Stored data entries
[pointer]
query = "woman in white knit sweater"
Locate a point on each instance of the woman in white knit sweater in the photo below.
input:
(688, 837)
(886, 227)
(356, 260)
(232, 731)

**WHAT THIS TASK INVOLVES**
Print the records again in their entirety, character for character.

**WRITTEN RESPONSE**
[pointer]
query = "woman in white knit sweater"
Locate a point on each instance of the woman in white knit sweater in the photo below.
input:
(688, 837)
(886, 227)
(356, 260)
(232, 731)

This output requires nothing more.